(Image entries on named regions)
┌──
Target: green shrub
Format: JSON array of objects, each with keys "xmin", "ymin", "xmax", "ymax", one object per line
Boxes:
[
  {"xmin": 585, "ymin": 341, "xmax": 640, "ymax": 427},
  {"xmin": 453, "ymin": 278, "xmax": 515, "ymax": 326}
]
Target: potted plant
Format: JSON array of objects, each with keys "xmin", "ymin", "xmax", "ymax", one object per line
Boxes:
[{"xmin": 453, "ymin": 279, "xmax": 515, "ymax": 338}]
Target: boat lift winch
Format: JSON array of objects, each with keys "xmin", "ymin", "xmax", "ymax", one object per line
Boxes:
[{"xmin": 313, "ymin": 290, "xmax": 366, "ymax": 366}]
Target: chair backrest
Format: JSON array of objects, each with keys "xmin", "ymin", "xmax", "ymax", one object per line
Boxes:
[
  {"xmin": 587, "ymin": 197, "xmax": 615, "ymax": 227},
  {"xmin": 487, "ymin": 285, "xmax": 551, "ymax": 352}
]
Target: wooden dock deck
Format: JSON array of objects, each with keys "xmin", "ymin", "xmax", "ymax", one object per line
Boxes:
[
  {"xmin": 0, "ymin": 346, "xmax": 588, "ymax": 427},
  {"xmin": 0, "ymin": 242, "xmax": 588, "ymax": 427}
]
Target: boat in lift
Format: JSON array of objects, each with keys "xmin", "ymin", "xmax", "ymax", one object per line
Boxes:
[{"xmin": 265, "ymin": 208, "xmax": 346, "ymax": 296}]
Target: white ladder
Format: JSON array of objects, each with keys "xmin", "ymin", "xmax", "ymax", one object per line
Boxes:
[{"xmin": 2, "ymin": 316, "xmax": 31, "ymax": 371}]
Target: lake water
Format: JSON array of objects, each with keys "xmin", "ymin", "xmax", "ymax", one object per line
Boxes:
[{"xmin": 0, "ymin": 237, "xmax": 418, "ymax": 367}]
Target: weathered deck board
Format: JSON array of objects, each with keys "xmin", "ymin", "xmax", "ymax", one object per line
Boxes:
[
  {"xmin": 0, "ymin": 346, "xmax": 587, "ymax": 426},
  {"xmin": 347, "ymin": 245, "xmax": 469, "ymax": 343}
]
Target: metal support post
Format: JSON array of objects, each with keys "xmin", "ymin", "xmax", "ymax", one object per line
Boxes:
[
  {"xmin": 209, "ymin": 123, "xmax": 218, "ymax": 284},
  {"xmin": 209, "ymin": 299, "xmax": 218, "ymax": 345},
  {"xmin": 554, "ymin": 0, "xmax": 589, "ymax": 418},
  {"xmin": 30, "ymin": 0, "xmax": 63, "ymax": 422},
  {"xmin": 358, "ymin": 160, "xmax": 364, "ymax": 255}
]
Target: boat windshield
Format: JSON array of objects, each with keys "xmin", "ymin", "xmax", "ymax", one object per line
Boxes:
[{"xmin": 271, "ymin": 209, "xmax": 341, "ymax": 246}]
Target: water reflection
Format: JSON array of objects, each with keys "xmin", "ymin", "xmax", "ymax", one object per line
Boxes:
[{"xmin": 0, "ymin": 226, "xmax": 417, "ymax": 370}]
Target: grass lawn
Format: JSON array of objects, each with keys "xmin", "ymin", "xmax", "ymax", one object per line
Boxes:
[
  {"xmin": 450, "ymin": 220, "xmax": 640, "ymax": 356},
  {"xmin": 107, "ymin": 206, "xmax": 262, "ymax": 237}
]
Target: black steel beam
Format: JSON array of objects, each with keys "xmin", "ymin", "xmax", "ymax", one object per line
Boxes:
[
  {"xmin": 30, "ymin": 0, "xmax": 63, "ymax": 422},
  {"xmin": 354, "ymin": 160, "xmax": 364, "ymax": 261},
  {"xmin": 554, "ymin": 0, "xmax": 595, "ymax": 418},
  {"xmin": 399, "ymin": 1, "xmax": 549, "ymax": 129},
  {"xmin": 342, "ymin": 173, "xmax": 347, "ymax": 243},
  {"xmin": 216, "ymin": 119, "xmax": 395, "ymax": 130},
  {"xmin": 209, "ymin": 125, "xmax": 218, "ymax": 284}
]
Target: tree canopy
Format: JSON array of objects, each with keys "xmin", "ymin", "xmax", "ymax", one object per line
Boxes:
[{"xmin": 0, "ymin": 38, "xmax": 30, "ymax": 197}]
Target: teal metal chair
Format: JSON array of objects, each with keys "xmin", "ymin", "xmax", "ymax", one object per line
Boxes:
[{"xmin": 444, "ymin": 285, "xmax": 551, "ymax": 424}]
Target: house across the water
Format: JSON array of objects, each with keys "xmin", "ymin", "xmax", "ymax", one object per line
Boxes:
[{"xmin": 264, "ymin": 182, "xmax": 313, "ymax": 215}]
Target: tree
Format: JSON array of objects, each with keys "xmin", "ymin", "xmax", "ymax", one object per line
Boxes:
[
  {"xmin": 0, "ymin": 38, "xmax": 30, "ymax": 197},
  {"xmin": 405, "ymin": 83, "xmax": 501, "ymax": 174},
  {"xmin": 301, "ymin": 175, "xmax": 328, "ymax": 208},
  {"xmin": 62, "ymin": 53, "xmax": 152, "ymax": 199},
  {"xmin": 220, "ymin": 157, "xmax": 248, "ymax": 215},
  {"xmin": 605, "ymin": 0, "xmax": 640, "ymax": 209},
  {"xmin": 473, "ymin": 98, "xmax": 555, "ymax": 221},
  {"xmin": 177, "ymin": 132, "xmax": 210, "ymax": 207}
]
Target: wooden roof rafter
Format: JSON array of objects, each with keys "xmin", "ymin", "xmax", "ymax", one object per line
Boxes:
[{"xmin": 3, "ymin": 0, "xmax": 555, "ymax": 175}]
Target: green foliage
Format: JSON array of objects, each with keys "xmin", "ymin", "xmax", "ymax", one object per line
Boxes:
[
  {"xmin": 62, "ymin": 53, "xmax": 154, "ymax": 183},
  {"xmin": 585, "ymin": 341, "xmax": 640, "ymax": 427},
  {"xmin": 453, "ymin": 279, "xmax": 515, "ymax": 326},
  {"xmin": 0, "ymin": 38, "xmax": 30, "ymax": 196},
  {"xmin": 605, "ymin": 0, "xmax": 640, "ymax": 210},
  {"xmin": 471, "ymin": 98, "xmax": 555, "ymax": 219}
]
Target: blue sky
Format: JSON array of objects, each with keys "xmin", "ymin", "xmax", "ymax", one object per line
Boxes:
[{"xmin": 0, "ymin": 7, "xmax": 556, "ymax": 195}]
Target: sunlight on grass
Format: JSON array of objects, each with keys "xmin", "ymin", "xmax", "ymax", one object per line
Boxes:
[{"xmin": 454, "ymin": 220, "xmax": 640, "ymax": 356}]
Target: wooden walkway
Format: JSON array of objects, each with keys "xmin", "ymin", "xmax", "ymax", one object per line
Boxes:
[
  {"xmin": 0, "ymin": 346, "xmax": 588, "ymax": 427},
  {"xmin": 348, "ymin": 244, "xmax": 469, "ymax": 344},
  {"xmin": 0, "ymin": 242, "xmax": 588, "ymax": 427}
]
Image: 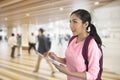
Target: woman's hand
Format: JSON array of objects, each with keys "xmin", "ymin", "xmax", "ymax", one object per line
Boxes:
[
  {"xmin": 49, "ymin": 52, "xmax": 58, "ymax": 61},
  {"xmin": 54, "ymin": 64, "xmax": 70, "ymax": 75}
]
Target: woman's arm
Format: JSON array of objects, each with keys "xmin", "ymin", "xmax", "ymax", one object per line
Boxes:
[
  {"xmin": 55, "ymin": 65, "xmax": 86, "ymax": 80},
  {"xmin": 49, "ymin": 52, "xmax": 66, "ymax": 64}
]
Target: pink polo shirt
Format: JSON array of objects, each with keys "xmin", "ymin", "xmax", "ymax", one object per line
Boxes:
[{"xmin": 65, "ymin": 38, "xmax": 102, "ymax": 80}]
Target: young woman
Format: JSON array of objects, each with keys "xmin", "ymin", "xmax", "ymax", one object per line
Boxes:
[{"xmin": 49, "ymin": 9, "xmax": 102, "ymax": 80}]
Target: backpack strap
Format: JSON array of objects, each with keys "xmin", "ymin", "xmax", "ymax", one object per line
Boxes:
[
  {"xmin": 82, "ymin": 36, "xmax": 93, "ymax": 71},
  {"xmin": 68, "ymin": 36, "xmax": 77, "ymax": 46}
]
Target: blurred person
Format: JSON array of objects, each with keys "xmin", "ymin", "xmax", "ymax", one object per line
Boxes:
[
  {"xmin": 17, "ymin": 34, "xmax": 22, "ymax": 56},
  {"xmin": 58, "ymin": 34, "xmax": 62, "ymax": 45},
  {"xmin": 49, "ymin": 9, "xmax": 103, "ymax": 80},
  {"xmin": 47, "ymin": 34, "xmax": 52, "ymax": 50},
  {"xmin": 28, "ymin": 33, "xmax": 37, "ymax": 54},
  {"xmin": 8, "ymin": 33, "xmax": 17, "ymax": 58},
  {"xmin": 34, "ymin": 28, "xmax": 55, "ymax": 75}
]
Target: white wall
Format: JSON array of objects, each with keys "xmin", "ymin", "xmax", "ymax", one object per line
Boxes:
[{"xmin": 92, "ymin": 0, "xmax": 120, "ymax": 74}]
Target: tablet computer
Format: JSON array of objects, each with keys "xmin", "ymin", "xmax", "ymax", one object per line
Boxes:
[{"xmin": 37, "ymin": 52, "xmax": 66, "ymax": 66}]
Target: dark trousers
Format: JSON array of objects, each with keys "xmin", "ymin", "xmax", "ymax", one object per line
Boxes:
[
  {"xmin": 11, "ymin": 46, "xmax": 17, "ymax": 58},
  {"xmin": 28, "ymin": 43, "xmax": 36, "ymax": 54}
]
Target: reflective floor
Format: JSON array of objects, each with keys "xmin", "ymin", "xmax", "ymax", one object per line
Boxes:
[{"xmin": 0, "ymin": 42, "xmax": 120, "ymax": 80}]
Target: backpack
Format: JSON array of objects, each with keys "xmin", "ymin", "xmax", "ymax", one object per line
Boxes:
[
  {"xmin": 68, "ymin": 35, "xmax": 103, "ymax": 80},
  {"xmin": 47, "ymin": 37, "xmax": 51, "ymax": 50}
]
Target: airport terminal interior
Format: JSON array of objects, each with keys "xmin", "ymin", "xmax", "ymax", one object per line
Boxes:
[{"xmin": 0, "ymin": 0, "xmax": 120, "ymax": 80}]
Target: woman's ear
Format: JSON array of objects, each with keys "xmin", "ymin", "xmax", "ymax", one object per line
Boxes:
[{"xmin": 84, "ymin": 21, "xmax": 89, "ymax": 28}]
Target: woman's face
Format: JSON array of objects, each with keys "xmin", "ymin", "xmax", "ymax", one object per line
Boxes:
[{"xmin": 70, "ymin": 14, "xmax": 86, "ymax": 36}]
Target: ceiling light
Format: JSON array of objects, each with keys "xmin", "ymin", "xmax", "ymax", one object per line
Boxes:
[
  {"xmin": 94, "ymin": 1, "xmax": 100, "ymax": 5},
  {"xmin": 26, "ymin": 13, "xmax": 30, "ymax": 16},
  {"xmin": 59, "ymin": 7, "xmax": 63, "ymax": 11}
]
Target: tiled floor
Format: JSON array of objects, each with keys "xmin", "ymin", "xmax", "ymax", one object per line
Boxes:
[{"xmin": 0, "ymin": 42, "xmax": 120, "ymax": 80}]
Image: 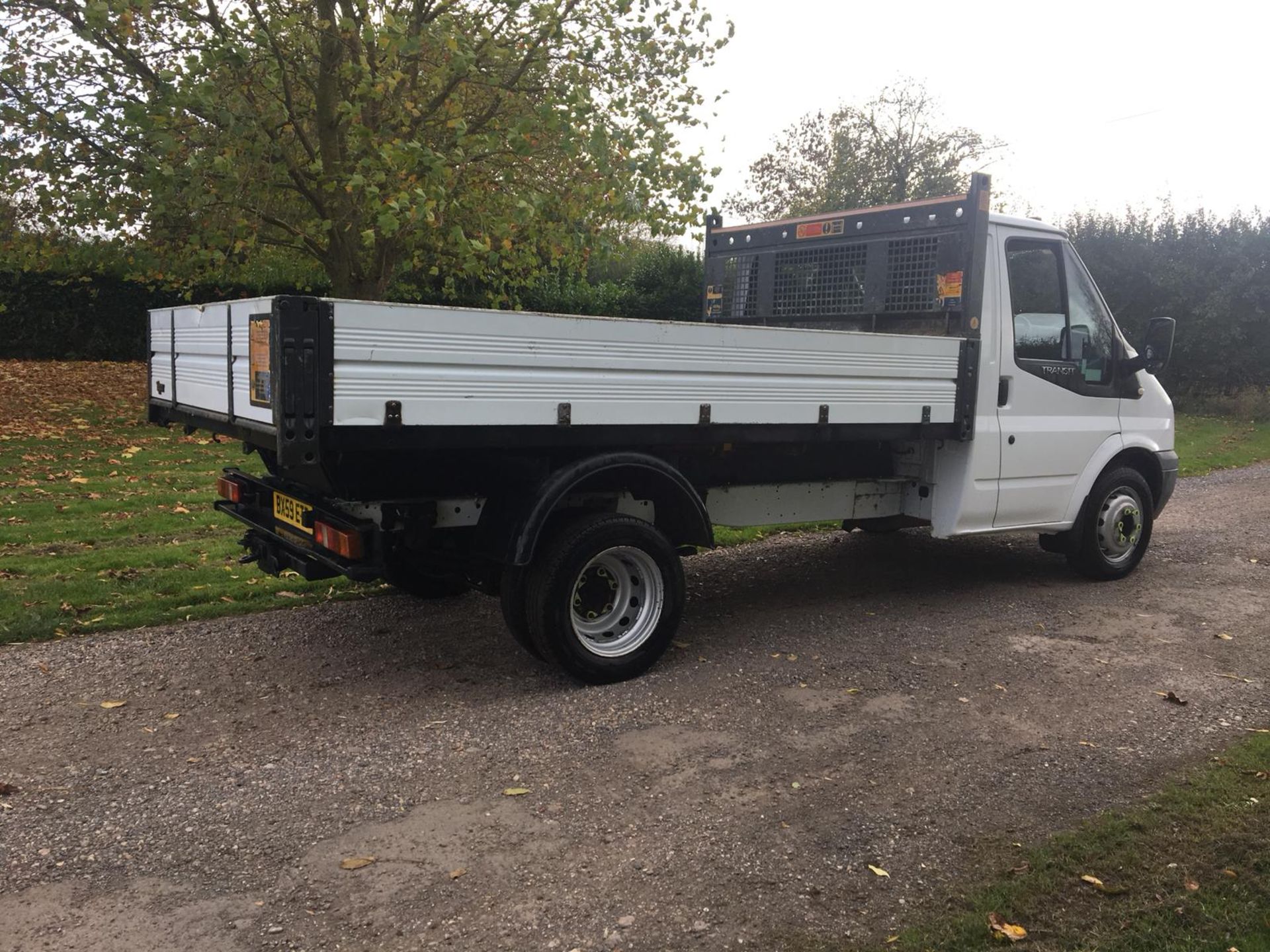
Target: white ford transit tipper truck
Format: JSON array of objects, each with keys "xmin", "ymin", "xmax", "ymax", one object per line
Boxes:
[{"xmin": 149, "ymin": 175, "xmax": 1177, "ymax": 682}]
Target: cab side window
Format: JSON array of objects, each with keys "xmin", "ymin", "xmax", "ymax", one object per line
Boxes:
[
  {"xmin": 1063, "ymin": 245, "xmax": 1115, "ymax": 383},
  {"xmin": 1006, "ymin": 240, "xmax": 1067, "ymax": 360},
  {"xmin": 1006, "ymin": 239, "xmax": 1115, "ymax": 389}
]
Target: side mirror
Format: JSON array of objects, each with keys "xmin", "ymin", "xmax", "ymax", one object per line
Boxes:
[
  {"xmin": 1124, "ymin": 317, "xmax": 1177, "ymax": 374},
  {"xmin": 1142, "ymin": 317, "xmax": 1177, "ymax": 374}
]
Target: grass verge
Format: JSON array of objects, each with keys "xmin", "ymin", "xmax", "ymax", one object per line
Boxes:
[
  {"xmin": 0, "ymin": 362, "xmax": 374, "ymax": 643},
  {"xmin": 790, "ymin": 731, "xmax": 1270, "ymax": 952},
  {"xmin": 1176, "ymin": 414, "xmax": 1270, "ymax": 476}
]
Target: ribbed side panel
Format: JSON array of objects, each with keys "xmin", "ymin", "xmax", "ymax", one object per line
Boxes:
[
  {"xmin": 334, "ymin": 301, "xmax": 960, "ymax": 426},
  {"xmin": 150, "ymin": 298, "xmax": 273, "ymax": 422}
]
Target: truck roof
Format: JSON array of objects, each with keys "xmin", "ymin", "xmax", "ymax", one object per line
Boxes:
[{"xmin": 988, "ymin": 212, "xmax": 1067, "ymax": 237}]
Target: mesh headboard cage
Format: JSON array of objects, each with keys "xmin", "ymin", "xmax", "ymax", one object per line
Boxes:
[{"xmin": 704, "ymin": 175, "xmax": 988, "ymax": 335}]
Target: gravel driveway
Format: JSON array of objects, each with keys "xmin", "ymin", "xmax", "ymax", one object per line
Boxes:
[{"xmin": 0, "ymin": 466, "xmax": 1270, "ymax": 952}]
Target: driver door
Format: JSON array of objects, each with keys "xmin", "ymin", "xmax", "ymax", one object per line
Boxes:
[{"xmin": 992, "ymin": 231, "xmax": 1120, "ymax": 528}]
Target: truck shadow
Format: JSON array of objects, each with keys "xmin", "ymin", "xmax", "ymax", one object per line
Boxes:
[{"xmin": 310, "ymin": 530, "xmax": 1089, "ymax": 698}]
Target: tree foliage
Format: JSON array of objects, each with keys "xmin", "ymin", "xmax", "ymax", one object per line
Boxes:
[
  {"xmin": 725, "ymin": 80, "xmax": 1002, "ymax": 221},
  {"xmin": 0, "ymin": 0, "xmax": 725, "ymax": 299},
  {"xmin": 1067, "ymin": 207, "xmax": 1270, "ymax": 392}
]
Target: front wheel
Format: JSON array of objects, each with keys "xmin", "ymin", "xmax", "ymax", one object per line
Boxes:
[
  {"xmin": 526, "ymin": 513, "xmax": 685, "ymax": 684},
  {"xmin": 1067, "ymin": 466, "xmax": 1154, "ymax": 581}
]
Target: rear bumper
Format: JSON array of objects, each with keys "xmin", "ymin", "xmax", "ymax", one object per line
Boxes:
[
  {"xmin": 214, "ymin": 467, "xmax": 385, "ymax": 581},
  {"xmin": 1156, "ymin": 450, "xmax": 1177, "ymax": 516}
]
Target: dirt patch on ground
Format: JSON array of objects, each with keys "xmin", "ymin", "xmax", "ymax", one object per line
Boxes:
[{"xmin": 0, "ymin": 467, "xmax": 1270, "ymax": 951}]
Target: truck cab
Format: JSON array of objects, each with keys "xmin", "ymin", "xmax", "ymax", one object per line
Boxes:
[{"xmin": 932, "ymin": 214, "xmax": 1177, "ymax": 547}]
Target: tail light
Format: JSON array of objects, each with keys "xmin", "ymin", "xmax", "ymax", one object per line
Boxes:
[
  {"xmin": 216, "ymin": 476, "xmax": 243, "ymax": 502},
  {"xmin": 314, "ymin": 519, "xmax": 362, "ymax": 559}
]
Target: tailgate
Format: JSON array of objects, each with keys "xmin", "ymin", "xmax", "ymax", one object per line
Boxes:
[{"xmin": 149, "ymin": 296, "xmax": 331, "ymax": 465}]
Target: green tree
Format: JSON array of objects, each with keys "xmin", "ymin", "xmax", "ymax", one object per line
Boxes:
[
  {"xmin": 0, "ymin": 0, "xmax": 726, "ymax": 299},
  {"xmin": 724, "ymin": 80, "xmax": 1003, "ymax": 221}
]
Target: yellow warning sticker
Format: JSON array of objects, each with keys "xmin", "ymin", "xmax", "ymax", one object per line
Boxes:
[
  {"xmin": 246, "ymin": 315, "xmax": 273, "ymax": 406},
  {"xmin": 935, "ymin": 272, "xmax": 961, "ymax": 307}
]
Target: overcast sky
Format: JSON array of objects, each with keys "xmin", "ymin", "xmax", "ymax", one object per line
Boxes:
[{"xmin": 685, "ymin": 0, "xmax": 1270, "ymax": 229}]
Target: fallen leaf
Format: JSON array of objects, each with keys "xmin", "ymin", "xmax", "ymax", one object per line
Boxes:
[
  {"xmin": 988, "ymin": 912, "xmax": 1027, "ymax": 942},
  {"xmin": 1081, "ymin": 875, "xmax": 1129, "ymax": 896}
]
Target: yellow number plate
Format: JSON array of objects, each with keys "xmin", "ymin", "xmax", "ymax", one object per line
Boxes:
[{"xmin": 273, "ymin": 493, "xmax": 314, "ymax": 536}]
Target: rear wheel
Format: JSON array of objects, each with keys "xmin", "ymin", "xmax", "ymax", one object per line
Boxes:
[
  {"xmin": 1067, "ymin": 466, "xmax": 1154, "ymax": 580},
  {"xmin": 526, "ymin": 513, "xmax": 685, "ymax": 684}
]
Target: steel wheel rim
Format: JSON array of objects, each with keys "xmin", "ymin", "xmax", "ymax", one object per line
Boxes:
[
  {"xmin": 569, "ymin": 546, "xmax": 665, "ymax": 658},
  {"xmin": 1097, "ymin": 486, "xmax": 1143, "ymax": 565}
]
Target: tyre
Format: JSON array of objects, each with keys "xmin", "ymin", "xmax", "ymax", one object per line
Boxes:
[
  {"xmin": 385, "ymin": 563, "xmax": 470, "ymax": 600},
  {"xmin": 1067, "ymin": 466, "xmax": 1154, "ymax": 581},
  {"xmin": 526, "ymin": 513, "xmax": 685, "ymax": 684},
  {"xmin": 498, "ymin": 565, "xmax": 544, "ymax": 661}
]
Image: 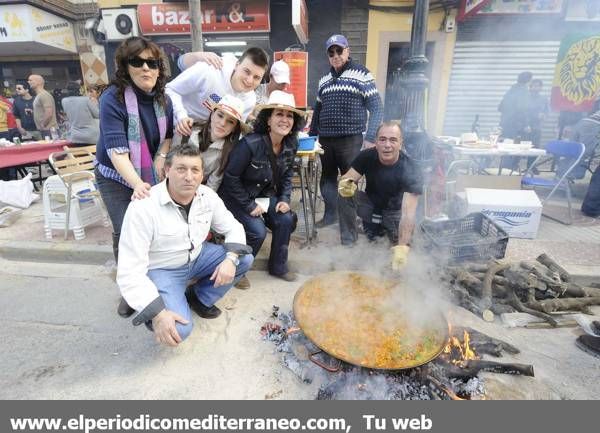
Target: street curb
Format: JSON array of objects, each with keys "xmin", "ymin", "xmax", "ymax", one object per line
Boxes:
[
  {"xmin": 0, "ymin": 241, "xmax": 114, "ymax": 265},
  {"xmin": 0, "ymin": 241, "xmax": 599, "ymax": 283},
  {"xmin": 0, "ymin": 241, "xmax": 329, "ymax": 273}
]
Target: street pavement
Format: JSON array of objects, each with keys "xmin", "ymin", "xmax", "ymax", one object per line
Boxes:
[{"xmin": 0, "ymin": 199, "xmax": 600, "ymax": 399}]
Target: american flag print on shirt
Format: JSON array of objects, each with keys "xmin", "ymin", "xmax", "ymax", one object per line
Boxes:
[{"xmin": 202, "ymin": 93, "xmax": 221, "ymax": 111}]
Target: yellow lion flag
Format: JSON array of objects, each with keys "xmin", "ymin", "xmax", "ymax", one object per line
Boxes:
[{"xmin": 551, "ymin": 34, "xmax": 600, "ymax": 111}]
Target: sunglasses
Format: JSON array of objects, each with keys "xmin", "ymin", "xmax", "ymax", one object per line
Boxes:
[
  {"xmin": 127, "ymin": 56, "xmax": 160, "ymax": 69},
  {"xmin": 327, "ymin": 47, "xmax": 345, "ymax": 57}
]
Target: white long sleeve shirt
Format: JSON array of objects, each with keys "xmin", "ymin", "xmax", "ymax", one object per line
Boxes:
[
  {"xmin": 117, "ymin": 181, "xmax": 246, "ymax": 311},
  {"xmin": 165, "ymin": 54, "xmax": 256, "ymax": 123}
]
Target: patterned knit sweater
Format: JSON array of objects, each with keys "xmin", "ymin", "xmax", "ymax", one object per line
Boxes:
[{"xmin": 310, "ymin": 59, "xmax": 383, "ymax": 142}]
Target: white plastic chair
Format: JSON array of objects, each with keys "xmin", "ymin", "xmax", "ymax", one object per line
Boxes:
[{"xmin": 43, "ymin": 149, "xmax": 108, "ymax": 240}]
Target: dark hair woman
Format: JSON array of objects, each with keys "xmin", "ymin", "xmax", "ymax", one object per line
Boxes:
[
  {"xmin": 96, "ymin": 37, "xmax": 173, "ymax": 317},
  {"xmin": 184, "ymin": 95, "xmax": 249, "ymax": 191},
  {"xmin": 219, "ymin": 90, "xmax": 305, "ymax": 288}
]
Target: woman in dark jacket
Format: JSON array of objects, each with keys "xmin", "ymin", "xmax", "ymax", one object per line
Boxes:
[
  {"xmin": 219, "ymin": 90, "xmax": 305, "ymax": 288},
  {"xmin": 95, "ymin": 37, "xmax": 173, "ymax": 317}
]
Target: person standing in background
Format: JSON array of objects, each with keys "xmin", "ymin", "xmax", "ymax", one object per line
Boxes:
[
  {"xmin": 62, "ymin": 82, "xmax": 100, "ymax": 146},
  {"xmin": 95, "ymin": 36, "xmax": 173, "ymax": 317},
  {"xmin": 254, "ymin": 60, "xmax": 291, "ymax": 105},
  {"xmin": 0, "ymin": 95, "xmax": 12, "ymax": 140},
  {"xmin": 27, "ymin": 74, "xmax": 58, "ymax": 137},
  {"xmin": 527, "ymin": 79, "xmax": 550, "ymax": 148},
  {"xmin": 13, "ymin": 83, "xmax": 42, "ymax": 140},
  {"xmin": 309, "ymin": 35, "xmax": 383, "ymax": 227},
  {"xmin": 498, "ymin": 72, "xmax": 533, "ymax": 140}
]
└──
OBJECTIVE: Please report each line in the items above that contains the word "water", copying every such line in full.

COMPLETE ANSWER:
Target: lake water
Target: water reflection
Target: house across the water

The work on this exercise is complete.